[Annotated coordinate records]
** Start **
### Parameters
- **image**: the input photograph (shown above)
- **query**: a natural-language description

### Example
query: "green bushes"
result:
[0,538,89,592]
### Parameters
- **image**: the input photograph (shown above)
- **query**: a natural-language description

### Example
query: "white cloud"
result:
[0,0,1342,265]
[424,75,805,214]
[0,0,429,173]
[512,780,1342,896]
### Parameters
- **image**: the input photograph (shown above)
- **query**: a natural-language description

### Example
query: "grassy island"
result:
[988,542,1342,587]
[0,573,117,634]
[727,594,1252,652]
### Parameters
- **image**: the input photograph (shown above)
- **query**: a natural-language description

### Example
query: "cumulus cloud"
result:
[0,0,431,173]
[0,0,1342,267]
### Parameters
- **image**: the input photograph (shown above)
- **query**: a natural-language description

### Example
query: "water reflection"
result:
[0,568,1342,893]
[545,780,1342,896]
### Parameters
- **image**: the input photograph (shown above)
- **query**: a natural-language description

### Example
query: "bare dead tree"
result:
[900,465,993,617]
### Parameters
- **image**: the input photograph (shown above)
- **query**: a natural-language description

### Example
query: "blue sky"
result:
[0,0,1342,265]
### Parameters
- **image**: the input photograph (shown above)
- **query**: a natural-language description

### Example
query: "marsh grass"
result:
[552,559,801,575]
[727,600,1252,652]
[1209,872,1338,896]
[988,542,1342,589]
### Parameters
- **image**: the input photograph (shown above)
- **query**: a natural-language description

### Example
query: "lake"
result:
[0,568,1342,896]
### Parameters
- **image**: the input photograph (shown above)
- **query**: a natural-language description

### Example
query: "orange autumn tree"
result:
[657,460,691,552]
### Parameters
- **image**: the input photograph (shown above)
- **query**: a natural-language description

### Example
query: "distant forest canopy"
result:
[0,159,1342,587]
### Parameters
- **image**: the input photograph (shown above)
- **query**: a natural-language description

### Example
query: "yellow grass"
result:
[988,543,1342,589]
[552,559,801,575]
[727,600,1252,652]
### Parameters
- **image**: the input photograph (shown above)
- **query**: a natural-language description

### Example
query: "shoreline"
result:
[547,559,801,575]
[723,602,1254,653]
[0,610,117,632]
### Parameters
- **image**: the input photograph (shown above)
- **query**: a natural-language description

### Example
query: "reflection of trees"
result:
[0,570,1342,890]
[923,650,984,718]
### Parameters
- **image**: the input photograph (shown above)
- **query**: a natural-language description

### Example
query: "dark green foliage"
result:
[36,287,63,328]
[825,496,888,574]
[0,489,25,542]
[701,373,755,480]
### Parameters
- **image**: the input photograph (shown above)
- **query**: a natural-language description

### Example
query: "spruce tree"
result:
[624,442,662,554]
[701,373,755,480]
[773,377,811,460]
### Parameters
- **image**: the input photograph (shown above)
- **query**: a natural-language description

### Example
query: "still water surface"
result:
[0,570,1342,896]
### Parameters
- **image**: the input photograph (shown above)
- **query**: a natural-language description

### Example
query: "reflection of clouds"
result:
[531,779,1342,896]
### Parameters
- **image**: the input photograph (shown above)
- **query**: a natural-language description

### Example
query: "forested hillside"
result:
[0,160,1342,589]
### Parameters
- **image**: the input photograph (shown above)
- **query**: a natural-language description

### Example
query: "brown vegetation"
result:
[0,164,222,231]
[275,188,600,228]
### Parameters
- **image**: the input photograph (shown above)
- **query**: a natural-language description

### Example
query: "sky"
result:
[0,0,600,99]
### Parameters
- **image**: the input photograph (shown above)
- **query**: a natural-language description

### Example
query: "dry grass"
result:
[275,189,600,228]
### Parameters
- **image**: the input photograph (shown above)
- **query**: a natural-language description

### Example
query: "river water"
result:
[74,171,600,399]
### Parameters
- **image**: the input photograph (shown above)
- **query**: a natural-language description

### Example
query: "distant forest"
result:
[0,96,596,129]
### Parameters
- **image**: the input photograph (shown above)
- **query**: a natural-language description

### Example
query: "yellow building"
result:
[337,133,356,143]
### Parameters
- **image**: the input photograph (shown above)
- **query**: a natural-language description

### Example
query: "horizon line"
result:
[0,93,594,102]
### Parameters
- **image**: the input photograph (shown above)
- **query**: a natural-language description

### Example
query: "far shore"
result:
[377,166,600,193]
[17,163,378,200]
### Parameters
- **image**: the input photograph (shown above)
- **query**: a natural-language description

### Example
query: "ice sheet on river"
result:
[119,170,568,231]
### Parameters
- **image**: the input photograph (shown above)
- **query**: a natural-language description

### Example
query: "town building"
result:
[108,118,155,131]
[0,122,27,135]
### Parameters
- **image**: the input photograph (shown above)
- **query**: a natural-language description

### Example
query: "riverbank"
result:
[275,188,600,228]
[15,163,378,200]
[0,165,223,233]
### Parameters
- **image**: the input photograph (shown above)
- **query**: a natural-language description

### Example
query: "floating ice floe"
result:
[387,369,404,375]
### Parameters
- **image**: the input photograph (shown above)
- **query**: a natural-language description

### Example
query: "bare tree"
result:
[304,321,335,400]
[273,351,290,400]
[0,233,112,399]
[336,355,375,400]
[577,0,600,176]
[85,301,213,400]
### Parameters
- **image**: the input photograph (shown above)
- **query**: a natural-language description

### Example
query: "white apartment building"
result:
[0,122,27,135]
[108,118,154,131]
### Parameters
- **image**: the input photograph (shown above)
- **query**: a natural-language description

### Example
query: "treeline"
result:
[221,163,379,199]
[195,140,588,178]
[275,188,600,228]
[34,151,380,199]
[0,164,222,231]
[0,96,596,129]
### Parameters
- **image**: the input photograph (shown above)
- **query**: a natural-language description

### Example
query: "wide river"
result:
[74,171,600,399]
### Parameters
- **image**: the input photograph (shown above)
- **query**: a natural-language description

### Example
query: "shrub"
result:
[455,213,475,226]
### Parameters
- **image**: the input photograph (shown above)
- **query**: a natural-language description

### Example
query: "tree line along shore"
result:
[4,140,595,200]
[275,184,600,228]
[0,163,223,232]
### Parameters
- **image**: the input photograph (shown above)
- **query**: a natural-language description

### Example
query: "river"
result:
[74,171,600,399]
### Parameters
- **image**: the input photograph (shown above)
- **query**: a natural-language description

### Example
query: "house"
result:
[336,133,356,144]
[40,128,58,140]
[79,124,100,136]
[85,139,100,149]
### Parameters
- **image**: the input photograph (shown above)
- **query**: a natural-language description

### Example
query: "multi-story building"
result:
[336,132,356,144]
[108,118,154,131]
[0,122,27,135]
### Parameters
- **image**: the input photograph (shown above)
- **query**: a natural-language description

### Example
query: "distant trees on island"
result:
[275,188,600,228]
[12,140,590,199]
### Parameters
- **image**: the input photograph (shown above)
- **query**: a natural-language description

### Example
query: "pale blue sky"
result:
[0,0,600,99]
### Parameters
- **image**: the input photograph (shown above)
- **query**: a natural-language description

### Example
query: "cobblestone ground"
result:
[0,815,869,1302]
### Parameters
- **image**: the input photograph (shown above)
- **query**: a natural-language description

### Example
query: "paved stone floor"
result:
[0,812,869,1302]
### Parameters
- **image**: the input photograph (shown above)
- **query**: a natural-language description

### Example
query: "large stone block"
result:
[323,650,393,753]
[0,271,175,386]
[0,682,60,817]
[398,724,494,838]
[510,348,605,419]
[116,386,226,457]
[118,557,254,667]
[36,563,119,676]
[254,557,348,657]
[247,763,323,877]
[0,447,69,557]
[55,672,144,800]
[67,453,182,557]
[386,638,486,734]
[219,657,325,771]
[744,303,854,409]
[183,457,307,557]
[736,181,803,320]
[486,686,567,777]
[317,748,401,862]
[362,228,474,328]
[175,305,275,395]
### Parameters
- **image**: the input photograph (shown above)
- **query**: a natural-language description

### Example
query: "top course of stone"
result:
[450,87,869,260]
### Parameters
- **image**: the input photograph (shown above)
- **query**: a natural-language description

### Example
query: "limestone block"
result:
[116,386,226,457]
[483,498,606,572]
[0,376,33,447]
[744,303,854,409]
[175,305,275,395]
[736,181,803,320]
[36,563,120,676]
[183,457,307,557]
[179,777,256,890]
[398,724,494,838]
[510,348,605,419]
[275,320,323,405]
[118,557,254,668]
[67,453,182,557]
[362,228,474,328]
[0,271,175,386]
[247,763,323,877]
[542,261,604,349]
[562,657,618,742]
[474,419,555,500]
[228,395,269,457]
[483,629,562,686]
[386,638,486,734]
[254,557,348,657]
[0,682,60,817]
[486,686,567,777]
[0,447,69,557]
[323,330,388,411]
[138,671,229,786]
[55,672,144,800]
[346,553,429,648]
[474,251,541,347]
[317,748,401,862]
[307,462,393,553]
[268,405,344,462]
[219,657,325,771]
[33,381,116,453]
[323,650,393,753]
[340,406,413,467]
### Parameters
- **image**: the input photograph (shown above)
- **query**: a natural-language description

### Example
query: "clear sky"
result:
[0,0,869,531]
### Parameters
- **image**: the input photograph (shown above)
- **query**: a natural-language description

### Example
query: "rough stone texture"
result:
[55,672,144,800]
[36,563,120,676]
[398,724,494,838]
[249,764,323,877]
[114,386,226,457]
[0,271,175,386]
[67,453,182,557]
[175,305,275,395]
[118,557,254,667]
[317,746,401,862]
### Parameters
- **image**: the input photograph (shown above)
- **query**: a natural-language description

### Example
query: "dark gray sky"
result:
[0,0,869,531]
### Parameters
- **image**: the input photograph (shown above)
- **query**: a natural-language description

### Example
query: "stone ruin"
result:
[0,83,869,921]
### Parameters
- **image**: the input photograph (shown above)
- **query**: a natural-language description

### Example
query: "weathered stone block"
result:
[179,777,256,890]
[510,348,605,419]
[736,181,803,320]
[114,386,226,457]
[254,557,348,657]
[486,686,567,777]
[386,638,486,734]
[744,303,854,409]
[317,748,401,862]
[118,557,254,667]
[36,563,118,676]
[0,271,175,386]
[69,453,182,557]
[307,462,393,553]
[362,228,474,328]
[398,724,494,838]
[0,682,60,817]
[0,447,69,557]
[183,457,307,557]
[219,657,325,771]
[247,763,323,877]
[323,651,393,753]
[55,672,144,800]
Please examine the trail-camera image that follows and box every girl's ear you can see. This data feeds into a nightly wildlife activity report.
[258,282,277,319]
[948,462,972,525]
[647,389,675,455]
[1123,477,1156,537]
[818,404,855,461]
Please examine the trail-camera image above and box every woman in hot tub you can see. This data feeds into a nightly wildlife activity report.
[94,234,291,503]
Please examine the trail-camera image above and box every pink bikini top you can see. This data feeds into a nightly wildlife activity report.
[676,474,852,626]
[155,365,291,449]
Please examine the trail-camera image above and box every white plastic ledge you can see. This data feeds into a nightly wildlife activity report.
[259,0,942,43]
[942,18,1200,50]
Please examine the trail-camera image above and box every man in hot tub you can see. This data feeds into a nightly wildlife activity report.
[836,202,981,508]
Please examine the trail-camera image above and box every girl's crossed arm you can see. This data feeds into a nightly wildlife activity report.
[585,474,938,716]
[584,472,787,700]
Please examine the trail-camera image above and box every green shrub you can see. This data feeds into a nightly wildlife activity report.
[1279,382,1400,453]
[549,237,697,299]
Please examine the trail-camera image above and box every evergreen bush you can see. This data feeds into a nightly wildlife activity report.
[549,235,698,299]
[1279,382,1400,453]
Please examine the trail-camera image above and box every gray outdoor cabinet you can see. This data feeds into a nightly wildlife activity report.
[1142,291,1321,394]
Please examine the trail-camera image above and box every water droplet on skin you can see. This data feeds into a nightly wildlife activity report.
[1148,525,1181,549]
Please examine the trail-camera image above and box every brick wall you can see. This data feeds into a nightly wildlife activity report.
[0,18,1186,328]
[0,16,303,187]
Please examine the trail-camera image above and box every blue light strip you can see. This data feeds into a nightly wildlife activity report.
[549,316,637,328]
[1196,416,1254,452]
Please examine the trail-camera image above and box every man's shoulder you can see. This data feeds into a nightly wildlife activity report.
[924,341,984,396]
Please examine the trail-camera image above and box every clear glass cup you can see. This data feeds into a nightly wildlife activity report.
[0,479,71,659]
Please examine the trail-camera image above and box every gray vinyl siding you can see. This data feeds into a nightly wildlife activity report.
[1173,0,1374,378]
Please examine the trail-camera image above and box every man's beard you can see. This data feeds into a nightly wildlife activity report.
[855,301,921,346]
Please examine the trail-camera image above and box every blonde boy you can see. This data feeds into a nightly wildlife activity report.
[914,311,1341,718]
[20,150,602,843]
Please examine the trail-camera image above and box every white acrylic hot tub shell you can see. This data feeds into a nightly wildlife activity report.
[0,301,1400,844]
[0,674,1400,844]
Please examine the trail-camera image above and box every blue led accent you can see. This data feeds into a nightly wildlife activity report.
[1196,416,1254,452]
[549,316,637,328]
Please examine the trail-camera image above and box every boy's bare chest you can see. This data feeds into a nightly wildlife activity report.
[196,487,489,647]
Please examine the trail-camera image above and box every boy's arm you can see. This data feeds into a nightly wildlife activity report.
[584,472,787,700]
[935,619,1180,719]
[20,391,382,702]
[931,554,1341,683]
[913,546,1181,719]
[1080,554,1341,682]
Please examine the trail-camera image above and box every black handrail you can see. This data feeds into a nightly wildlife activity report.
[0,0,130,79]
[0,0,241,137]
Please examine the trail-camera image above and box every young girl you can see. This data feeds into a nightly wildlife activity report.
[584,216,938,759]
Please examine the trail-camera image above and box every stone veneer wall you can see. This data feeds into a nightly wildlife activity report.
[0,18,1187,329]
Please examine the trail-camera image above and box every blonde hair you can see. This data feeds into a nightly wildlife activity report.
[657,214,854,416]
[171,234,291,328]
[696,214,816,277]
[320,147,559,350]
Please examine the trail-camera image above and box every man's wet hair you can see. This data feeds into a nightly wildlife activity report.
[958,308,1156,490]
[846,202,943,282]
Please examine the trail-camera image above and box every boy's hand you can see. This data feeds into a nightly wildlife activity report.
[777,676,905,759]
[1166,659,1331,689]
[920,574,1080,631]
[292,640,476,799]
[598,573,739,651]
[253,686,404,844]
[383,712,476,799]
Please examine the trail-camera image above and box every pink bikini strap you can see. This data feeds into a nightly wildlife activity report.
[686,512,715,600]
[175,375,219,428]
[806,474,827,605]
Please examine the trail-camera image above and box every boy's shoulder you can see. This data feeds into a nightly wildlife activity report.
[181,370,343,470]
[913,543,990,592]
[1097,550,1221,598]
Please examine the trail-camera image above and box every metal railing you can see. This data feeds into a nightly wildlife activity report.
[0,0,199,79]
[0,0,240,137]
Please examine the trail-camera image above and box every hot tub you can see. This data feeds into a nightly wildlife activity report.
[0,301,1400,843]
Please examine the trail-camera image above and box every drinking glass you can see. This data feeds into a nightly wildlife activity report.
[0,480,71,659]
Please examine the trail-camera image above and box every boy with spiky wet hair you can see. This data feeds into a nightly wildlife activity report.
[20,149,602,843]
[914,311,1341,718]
** End **
## OBJECTIVE
How many of the lines above contain the word "distant"? Reply with the number alone.

## THE RESPONSE
3